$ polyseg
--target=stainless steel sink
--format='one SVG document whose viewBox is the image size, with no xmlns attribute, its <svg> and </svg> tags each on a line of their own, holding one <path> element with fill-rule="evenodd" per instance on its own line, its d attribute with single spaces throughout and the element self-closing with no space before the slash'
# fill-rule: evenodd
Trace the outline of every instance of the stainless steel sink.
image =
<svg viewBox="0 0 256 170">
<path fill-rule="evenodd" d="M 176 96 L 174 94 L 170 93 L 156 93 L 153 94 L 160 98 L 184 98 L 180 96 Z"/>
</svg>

——

Objective: Can you write out the listing above line for line, with no changes at all?

Output of the exercise:
$ polyseg
--target=stainless steel sink
--format='one SVG document whose viewBox is the image size, with no xmlns attribute, its <svg> and </svg> tags each on a line of their own, holding one <path> element with fill-rule="evenodd" per instance on its own line, its d attribute with single spaces throughout and the element self-closing with no space before the slash'
# fill-rule: evenodd
Trace the outline of every instance of the stainless steel sink.
image =
<svg viewBox="0 0 256 170">
<path fill-rule="evenodd" d="M 176 96 L 174 94 L 170 93 L 156 93 L 153 94 L 160 98 L 184 98 L 180 96 Z"/>
</svg>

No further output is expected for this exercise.